(Excerpt)
-- Opening Marker --
A recurrent theme of 2020 is can anything else really go wrong? And then it does! I exchanged as much with a most excellent and special friend yesterday in the following text message exchange:

Just inside the door from the wreckage in the back garden, our lovely little dog lies paralysed with a spinal stroke.

He can’t stand up unaided, and is making little progress as we enter the third week since he collapsed. Poor lad.
So what’s going well?
Not so much if I’m honest, but a good psychology resource has been helping this month – Dr Karen Reivich’s ‘Resilience Skills’ from the University of Pennsylvania currently available for free on Coursera.

There is so much to like about Dr Reivich’s exceptionally well-evidenced and practical explanations: the dimensions of resilience and how you can cultivate them, the killer ‘thinking traps’ which bring us all down, and how to disrupt them; plus how to manage anxiety and cultivate positive emotions – even in the worst of times.
As an illustration here are Reivich’s five ‘thinking traps’:
- Mind-reading – I already know what you’re thinking and what you’re going to say and do to me (no, I really don’t)
- Me – it’s all because of me and it’s all my fault (no it isn’t)
- Them – it’s all because of them and it’s all their fault (nope, not that either)
- Catastrophizing – it’s bad, it’s going to be terrible and then the walls will cave in on me (notwithstanding the image above, not wholly likely)
- Helplessness – it’s hopeless and there’s nothing I can do (but there always is…)
Reivich’s point is if you get into a negative spiral with these five, you just circle down and down. Which is a great insight – but what are you supposed to do about it?
She has three simple ‘Real Time Resilience’ countermeasures, which are easy to remember and easy to deploy. Each begins with a simple mental ‘sentence starter’.
- “That’s not true because…..” insert counter Evidence of facts which challenge the thinking trap.
- “A more helpful way to see this is……” Reframe more realistically or positively by broadening the context.
- If x happens, I will y……. make a simple Plan, with a practical step you would take if the bad thing(s) starts to happen.
These can be combined with another practical tool – worst case, best case, likely case, practical plan – which puts outer limits on what might happen (including some cheer-inducing good ones) and prepares the mind and body for action, not yet more rumination.
Sometimes simple is best. Walking and talking in the park with my 13 year old son (sadly without 🐶) he got the thinking traps straight away. The ‘sentence starters’ made sense to him too.
This week’s Penn course covers how to manage anxiety. As per my gazelles the key finding is everyone gets anxiety spikes – what makes the ‘Resilience’ difference is mentally and physiologically how fast you can return to normal function. And that’s a set of skills you can learn.
Locked-in and cooped-up, the biggest Covid-19 challenge is keeping mind and body healthy. 2020 is one helluva dojo, but however many times it knocks you down, the answer is: learn, change your mindset and get up again.
-- Closing Marker --
(Data to examine)
-- Opening Marker --
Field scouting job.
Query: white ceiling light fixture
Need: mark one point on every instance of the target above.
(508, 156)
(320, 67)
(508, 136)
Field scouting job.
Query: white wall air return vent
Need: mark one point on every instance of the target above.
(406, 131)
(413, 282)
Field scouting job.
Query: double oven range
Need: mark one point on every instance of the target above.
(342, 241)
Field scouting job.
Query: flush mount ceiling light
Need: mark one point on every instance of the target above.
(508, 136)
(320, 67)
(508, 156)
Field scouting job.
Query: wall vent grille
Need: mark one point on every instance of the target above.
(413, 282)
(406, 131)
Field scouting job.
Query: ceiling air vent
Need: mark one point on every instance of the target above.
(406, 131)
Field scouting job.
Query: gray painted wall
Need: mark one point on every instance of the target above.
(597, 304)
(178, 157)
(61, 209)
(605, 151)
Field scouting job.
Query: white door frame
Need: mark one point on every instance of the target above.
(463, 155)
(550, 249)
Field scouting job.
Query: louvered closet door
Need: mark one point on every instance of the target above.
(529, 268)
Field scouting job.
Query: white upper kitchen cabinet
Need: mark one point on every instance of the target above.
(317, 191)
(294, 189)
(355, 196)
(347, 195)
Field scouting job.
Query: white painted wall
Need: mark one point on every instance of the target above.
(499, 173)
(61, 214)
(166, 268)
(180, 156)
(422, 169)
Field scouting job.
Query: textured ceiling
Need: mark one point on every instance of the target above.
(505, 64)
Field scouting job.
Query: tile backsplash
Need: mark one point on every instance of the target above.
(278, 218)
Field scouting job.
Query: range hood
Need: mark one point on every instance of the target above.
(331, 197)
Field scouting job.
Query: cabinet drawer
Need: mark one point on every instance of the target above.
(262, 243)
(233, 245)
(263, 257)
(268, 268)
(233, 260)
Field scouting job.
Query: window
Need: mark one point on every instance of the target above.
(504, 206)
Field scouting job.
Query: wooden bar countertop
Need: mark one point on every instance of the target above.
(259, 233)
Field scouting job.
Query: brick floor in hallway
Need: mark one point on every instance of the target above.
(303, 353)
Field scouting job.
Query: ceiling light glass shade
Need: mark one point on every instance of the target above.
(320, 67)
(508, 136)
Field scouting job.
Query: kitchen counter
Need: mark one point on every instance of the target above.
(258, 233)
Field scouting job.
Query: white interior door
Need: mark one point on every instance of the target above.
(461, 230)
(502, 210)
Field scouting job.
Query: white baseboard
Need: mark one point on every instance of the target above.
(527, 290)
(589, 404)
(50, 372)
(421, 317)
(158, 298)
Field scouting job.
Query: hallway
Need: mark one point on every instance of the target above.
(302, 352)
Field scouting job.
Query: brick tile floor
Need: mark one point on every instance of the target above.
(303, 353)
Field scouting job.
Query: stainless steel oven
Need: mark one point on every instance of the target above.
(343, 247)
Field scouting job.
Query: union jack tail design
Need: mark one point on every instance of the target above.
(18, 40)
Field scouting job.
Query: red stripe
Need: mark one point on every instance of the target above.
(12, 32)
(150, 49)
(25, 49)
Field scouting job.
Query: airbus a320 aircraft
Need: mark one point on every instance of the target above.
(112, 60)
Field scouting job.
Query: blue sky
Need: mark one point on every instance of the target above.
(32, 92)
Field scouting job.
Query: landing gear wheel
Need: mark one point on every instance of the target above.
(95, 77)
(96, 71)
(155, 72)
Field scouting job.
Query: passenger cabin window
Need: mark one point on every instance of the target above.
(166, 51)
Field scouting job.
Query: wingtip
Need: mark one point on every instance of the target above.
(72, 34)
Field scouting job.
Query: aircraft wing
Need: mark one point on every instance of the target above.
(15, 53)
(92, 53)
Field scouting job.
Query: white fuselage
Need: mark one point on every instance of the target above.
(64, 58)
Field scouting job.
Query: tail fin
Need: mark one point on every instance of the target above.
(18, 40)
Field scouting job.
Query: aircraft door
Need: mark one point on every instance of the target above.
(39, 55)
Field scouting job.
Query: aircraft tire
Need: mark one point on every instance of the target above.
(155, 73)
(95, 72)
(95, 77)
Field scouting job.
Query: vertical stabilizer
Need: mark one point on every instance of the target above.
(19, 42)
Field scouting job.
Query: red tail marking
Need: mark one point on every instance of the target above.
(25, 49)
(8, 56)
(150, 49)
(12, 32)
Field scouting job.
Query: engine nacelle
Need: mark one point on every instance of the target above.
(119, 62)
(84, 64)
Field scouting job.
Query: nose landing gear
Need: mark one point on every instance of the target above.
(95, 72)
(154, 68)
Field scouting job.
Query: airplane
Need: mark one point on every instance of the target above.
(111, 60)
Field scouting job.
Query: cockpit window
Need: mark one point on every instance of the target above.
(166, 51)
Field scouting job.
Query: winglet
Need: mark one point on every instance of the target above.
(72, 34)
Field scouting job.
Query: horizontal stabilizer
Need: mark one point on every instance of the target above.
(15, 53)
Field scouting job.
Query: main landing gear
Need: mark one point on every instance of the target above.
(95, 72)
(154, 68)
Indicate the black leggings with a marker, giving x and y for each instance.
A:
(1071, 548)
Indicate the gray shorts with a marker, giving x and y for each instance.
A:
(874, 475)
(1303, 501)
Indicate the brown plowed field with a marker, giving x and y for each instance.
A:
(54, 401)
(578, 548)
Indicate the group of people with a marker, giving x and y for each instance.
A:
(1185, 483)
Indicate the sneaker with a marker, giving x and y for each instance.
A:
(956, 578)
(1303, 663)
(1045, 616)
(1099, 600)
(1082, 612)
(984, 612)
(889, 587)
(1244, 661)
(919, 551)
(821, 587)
-- Closing Marker --
(Problems to work on)
1: Name the five thinking traps listed in the post on resilience skills.
2: From the post on resilience skills, reproduce word for word the passage starting at "As an illustration" and ending at "mental ‘sentence starter’.".
Rely only on the post on resilience skills, not on the lines.

(List of answers)
1: Mind-reading, Me, Them, Catastrophizing, Helplessness

2:
As an illustration here are Reivich’s five ‘thinking traps’:
- Mind-reading – I already know what you’re thinking and what you’re going to say and do to me (no, I really don’t)
- Me – it’s all because of me and it’s all my fault (no it isn’t)
- Them – it’s all because of them and it’s all their fault (nope, not that either)
- Catastrophizing – it’s bad, it’s going to be terrible and then the walls will cave in on me (notwithstanding the image above, not wholly likely)
- Helplessness – it’s hopeless and there’s nothing I can do (but there always is…)
Reivich’s point is if you get into a negative spiral with these five, you just circle down and down. Which is a great insight – but what are you supposed to do about it?
She has three simple ‘Real Time Resilience’ countermeasures, which are easy to remember and easy to deploy. Each begins with a simple mental ‘sentence starter’.